Required work: Make an exact copy of the records, with the pictures left out.

════

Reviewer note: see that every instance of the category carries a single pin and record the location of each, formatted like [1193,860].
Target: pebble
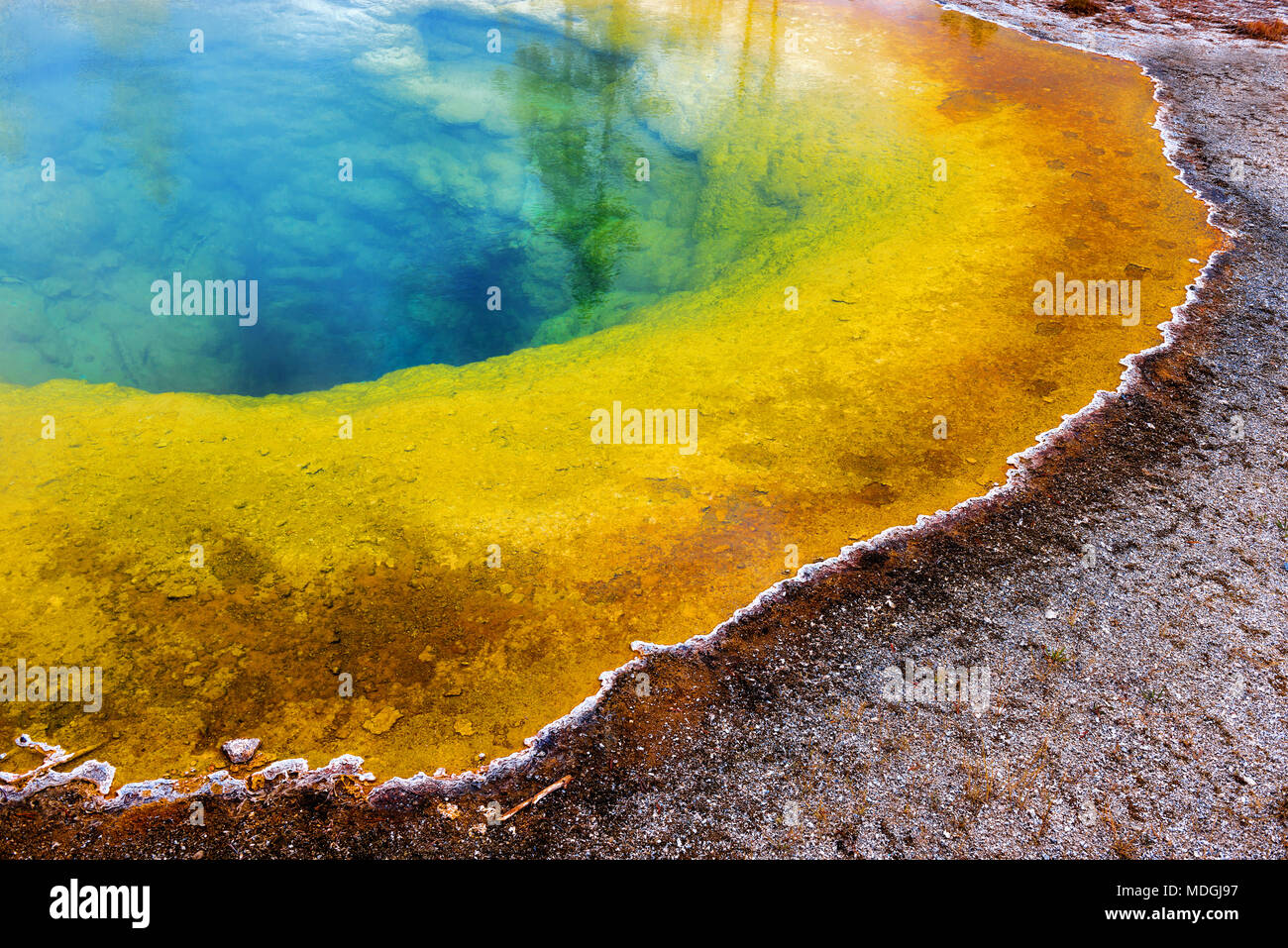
[241,750]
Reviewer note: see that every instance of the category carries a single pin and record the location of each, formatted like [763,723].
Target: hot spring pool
[387,518]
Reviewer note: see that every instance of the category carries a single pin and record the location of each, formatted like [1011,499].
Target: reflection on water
[831,264]
[223,165]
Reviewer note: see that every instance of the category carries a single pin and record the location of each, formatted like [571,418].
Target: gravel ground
[1126,595]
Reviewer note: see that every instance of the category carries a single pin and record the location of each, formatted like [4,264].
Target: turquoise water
[472,168]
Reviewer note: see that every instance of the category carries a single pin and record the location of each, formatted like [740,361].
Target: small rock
[241,750]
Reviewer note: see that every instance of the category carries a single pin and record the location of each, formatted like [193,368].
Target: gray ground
[1137,702]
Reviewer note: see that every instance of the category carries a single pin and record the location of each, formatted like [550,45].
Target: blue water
[472,168]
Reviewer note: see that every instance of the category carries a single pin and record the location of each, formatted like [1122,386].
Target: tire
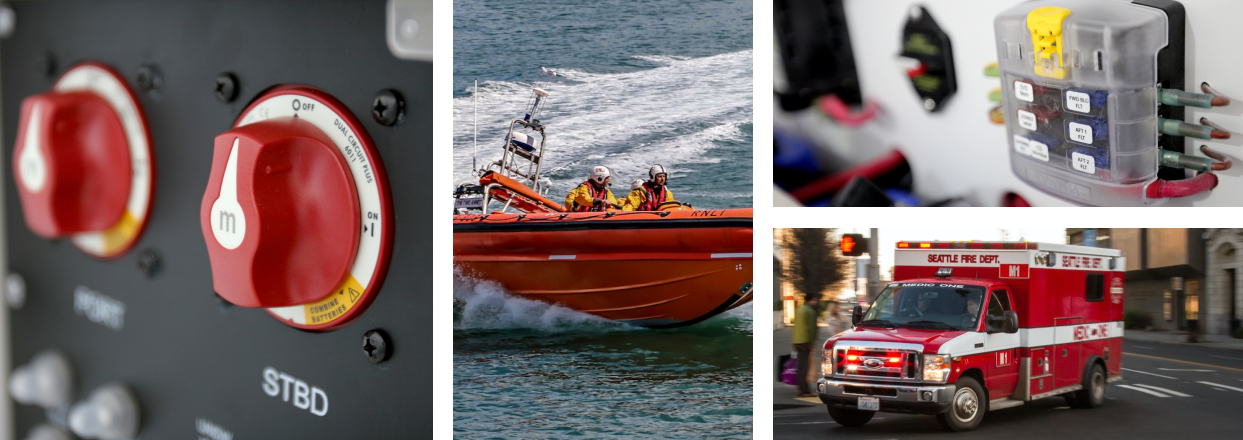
[1093,394]
[850,417]
[966,409]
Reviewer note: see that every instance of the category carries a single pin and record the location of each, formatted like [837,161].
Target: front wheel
[967,408]
[850,417]
[1094,388]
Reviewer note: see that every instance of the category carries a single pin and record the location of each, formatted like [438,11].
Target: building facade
[1165,274]
[1223,300]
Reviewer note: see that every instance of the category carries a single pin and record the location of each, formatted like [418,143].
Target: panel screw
[376,346]
[148,262]
[388,108]
[46,65]
[226,87]
[148,77]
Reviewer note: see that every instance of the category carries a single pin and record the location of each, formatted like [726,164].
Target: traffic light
[853,244]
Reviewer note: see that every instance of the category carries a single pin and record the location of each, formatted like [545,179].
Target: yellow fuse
[1045,26]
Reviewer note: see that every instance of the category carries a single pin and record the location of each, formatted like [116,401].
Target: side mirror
[1011,323]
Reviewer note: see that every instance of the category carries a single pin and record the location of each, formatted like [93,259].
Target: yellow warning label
[336,305]
[119,235]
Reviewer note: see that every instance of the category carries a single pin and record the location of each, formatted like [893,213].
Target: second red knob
[280,215]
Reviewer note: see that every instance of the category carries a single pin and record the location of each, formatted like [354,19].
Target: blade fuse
[1085,80]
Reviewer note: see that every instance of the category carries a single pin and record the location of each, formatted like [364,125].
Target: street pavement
[1169,392]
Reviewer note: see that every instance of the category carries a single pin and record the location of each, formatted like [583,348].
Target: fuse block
[1080,92]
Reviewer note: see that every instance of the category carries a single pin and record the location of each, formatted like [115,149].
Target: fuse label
[1083,163]
[1039,151]
[1022,146]
[1027,119]
[1023,91]
[1078,102]
[1080,133]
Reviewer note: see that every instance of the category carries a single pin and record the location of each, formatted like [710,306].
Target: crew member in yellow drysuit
[653,193]
[593,194]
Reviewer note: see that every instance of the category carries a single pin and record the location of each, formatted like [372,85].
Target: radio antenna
[474,160]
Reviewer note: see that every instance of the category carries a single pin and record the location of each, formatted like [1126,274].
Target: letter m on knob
[280,214]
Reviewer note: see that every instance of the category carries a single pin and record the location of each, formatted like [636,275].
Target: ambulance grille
[876,364]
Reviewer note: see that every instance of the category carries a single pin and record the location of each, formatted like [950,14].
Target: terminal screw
[376,346]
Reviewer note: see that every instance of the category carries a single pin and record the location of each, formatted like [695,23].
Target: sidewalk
[787,395]
[1211,341]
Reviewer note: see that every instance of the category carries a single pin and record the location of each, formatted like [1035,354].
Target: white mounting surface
[960,153]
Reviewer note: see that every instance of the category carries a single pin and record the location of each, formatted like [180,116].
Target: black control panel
[148,317]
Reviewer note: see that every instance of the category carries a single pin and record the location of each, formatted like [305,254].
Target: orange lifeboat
[650,269]
[522,198]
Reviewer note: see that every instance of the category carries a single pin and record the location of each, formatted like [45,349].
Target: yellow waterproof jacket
[638,198]
[625,201]
[583,198]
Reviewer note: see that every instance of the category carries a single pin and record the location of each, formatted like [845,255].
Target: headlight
[936,368]
[827,362]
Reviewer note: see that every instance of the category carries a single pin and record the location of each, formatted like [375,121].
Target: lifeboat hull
[520,197]
[648,269]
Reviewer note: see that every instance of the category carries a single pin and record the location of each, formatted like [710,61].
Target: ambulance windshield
[926,305]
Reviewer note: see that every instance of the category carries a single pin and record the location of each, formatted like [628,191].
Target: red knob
[280,215]
[72,163]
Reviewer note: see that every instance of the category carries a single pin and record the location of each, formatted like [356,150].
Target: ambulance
[973,327]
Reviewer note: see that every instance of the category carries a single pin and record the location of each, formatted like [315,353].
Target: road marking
[1186,362]
[1165,390]
[1220,385]
[1145,390]
[1160,375]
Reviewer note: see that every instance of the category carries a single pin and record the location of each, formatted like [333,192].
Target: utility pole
[873,266]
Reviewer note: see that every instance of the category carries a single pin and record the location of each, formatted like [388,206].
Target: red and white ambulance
[972,327]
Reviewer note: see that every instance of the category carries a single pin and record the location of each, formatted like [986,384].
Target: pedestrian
[804,336]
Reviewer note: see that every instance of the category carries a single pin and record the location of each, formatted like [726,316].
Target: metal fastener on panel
[226,87]
[388,107]
[46,65]
[148,77]
[377,346]
[148,262]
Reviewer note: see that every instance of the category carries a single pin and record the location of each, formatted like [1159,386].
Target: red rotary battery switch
[82,162]
[71,163]
[280,214]
[297,214]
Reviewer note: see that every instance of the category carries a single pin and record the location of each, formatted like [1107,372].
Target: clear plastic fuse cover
[1080,97]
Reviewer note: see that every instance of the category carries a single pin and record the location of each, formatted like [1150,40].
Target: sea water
[638,83]
[525,369]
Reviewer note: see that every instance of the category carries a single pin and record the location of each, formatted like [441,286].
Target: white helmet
[599,174]
[658,169]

════

Task output:
Reviewer note: see that every instance of the category carries a single pin and record the location of each, formatted like [1193,860].
Target: pebble
[241,750]
Reviewer note: see that every instance of the category carries a single pin and record the location of each, formatted like [763,723].
Target: hot spring pool
[387,518]
Reviewer note: see that every instance of the category carries a single pin and record the location of each, formatted like [1011,499].
Target: reflection on water
[831,264]
[223,165]
Reviewer note: see that every instance of the category carries a single pin and record the location of each, formatted like [571,418].
Target: gravel ground
[1126,595]
Reviewer note: see that every instance of the category carries a single pin and record the location of each, formatted like [4,264].
Target: turquoise water
[472,168]
Reviewer note: see that every instance of the category carries a single pin and record the location of each, formatted like [740,361].
Target: small rock
[241,750]
Reviewer note: see that every instance of the category carries a single pin and record the location of each, formatted like [193,368].
Target: gray ground
[1137,702]
Reviewer note: see that every instance of the category carries a single pin and record the location of each, formatted like [550,45].
Target: blue water
[472,168]
Reviewer note: see that every instance of the category carries a single pin and record the location of each, formatted like [1122,386].
Target: tire
[1093,394]
[850,417]
[966,409]
Reviewer note: see that every instance of the category carries a single pin and record the location of each, formatted like [837,161].
Target: front wheel
[967,408]
[850,417]
[1094,388]
Reviewer note: see that every instance of the category carries a single pin and record the location of each, formatted like [438,11].
Target: building facade
[1165,274]
[1223,300]
Reviewer note: see that every instance of the category carries a single pin and record the location of each, formatted like [418,143].
Target: panel screw
[376,346]
[148,262]
[388,108]
[46,65]
[226,87]
[148,77]
Reviewer note: see that every instance of the category carries a single pin and record the location of each, formatted like [726,164].
Target: traffic light
[853,244]
Reviewer note: see that every instance of the category carries a single pin and record the location of each, formatted like [545,179].
Target: yellow fuse
[1045,26]
Reviewer note: see that every instance of the category carries a single pin and record the location of each, formatted like [116,401].
Target: side mirror
[1011,323]
Reviewer note: see that every instance of the category carries a single pin and record the location of each, formatted like [93,259].
Target: yellow warning label
[336,305]
[119,235]
Reviewer note: see that every instance of the category carries a single pin and record the location of each, formatted like [893,213].
Target: second red knob
[280,215]
Reviewer note: see that every instance of the category carries a single pin and record the location of each, formatted like [354,19].
Target: blade fuse
[1085,80]
Reviewer note: see that every instance of the category carries a single pin and record the location of each, formatted like [364,125].
Target: street pavement
[1169,392]
Reviewer note: see that every instance of the category carries a single pin and record the location of each, formatted like [583,348].
Target: fuse block
[1080,92]
Reviewer note: see that every instance of the category carries a single pin and record the location of each, formatted like [115,149].
Target: fuse label
[1083,163]
[1039,151]
[1022,146]
[1027,119]
[1023,91]
[1078,102]
[1080,133]
Reviewer note: see that every instance of the category carries a single pin and record the location of each, formatted like [710,306].
Target: crew member in yellow drysuit
[653,193]
[593,194]
Reviewer note: see that every instance of the category carries a single pin and record the location of each, formatted like [372,85].
Target: radio antenna
[474,160]
Reviewer note: see that every instance of the category carries a single pin and record the location of each, formatted like [1126,274].
Target: letter m on knob
[280,214]
Reviewer note: see that every instance of the category carries a single pin and record the location of each, formatted like [636,275].
Target: ambulance grille
[876,364]
Reviewer note: see that every instance of the category carries a single pin and record the location of each, formatted like [950,14].
Target: terminal screw
[376,346]
Reviewer note: see that every instance of the category carries a single pin and record the location of each, formatted like [695,23].
Target: sidewalk
[787,395]
[1211,341]
Reviewer note: see that every instance of the category carries a single pin and record the location of each, formatted like [1035,354].
Target: white mounting surface
[960,153]
Reviewer note: see that every instance of the category carries a single pin and record the location of each, formatted like [180,116].
Target: black control panel
[148,317]
Reviewer note: see that every instance of the category carries a single pin and record the location of each, formatted like [305,254].
Target: orange lifeboat
[650,269]
[522,198]
Reviewer note: see that every instance of the category carries a single pin and record the location of each, formatted like [45,349].
Target: yellow waterproof jacket
[638,198]
[625,201]
[583,198]
Reviewer note: see that every instance of the category carries a single pin and record the location of each, formatted like [845,255].
Target: headlight
[936,368]
[827,362]
Reviewer note: see that every instance of the category carries a single pin and record the location of each, formatted like [375,121].
Target: lifeboat hull
[520,197]
[648,269]
Reviewer note: see that every instance of the category carries a single pin and record the location of each, formatted like [710,61].
Target: ambulance windshield
[926,305]
Reviewer note: see that every instance of the category carries a single pin and record the location of each, formatted like [628,191].
Target: red knob
[280,215]
[72,163]
Reviewer note: see that every instance of the category carries a single pin and record the location of each, formatted like [356,150].
Target: ambulance
[973,327]
Reviewer note: see that every instance of the category carries a single pin and record the location of each, formatted like [315,353].
Target: road marking
[1186,362]
[1165,390]
[1220,385]
[1145,390]
[1160,375]
Reviewer note: see that every instance of the category carries a single pin and record the location of each, formatted like [333,192].
Target: utility pole
[873,266]
Reviewer note: see that every instance of the category carries a single pin and record the location of each, formatted like [388,206].
Target: red and white ambulance
[972,327]
Reviewer note: see that every instance of the category carries a single pin and record the location of each, formatted like [986,384].
Target: pedestrian
[804,336]
Reviewer note: see that every instance of the category carries a single pin and record the location of each, formatted like [726,316].
Target: metal fastener on panel
[226,87]
[388,107]
[46,65]
[148,77]
[377,346]
[148,262]
Reviewer note: see that every instance of the category carries a single pin and record the location of each, formatted like [1159,386].
Target: red rotary battery switch
[82,162]
[71,163]
[280,214]
[297,214]
Reviewer note: see that every instance of the category carries a single pin and record the location of each, formatted like [1107,372].
Target: clear plastic fuse cover
[1080,97]
Reviewer note: see that every instance of the category carries a single pin and record the location of each, formatted like [1150,40].
Target: sea water
[638,83]
[525,369]
Reviewer note: see that every instance of the category carries a single pin and record the location of each, formatted like [441,286].
Target: white helmet
[599,174]
[658,169]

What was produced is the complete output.